(Saved entries)
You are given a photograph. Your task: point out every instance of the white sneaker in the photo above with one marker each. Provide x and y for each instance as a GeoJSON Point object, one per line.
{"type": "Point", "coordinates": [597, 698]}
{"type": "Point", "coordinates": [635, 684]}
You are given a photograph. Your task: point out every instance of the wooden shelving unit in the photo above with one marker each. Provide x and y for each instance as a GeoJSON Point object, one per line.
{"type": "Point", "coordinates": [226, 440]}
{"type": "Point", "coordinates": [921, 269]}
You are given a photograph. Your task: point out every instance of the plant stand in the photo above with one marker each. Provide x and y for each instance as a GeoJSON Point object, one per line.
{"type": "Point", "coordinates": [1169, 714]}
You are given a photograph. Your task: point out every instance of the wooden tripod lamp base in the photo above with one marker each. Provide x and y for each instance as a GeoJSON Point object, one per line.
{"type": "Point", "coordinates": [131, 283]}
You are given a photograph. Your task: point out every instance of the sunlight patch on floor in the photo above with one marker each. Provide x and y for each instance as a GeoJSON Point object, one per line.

* REQUIRED ACTION
Give every entry again, exactly as it reads.

* OUTPUT BELOW
You are given a photograph. Your task: point out every instance of the white sneaker in the photo above with one marker each. Provide x and y for each instance as a GeoJSON Point object, one per line.
{"type": "Point", "coordinates": [597, 698]}
{"type": "Point", "coordinates": [635, 684]}
You are given a photograph. Your task: point out every instance of the wooden shelving unit in the photo above with one marker each. Provide x and y for each instance as a GeoJSON Point object, one per line.
{"type": "Point", "coordinates": [226, 440]}
{"type": "Point", "coordinates": [921, 269]}
You are given a photograph. Your task: point out every instance of the plant stand in the photo above with one marker each. Provide x and y for each instance as a GeoJSON Point object, one per line.
{"type": "Point", "coordinates": [1169, 714]}
You are given a photograph. Your task: point out every instance of the wooden tripod lamp base in the photo above with one marker each. Provide x and y for each instance as a GeoJSON Point object, one per line.
{"type": "Point", "coordinates": [131, 283]}
You are given a photograph. Your task: point out every instance of the sunlight patch on floor in the photo above with one marker each. Provide x and y for each instance as a GeoJSON Point object, one per line.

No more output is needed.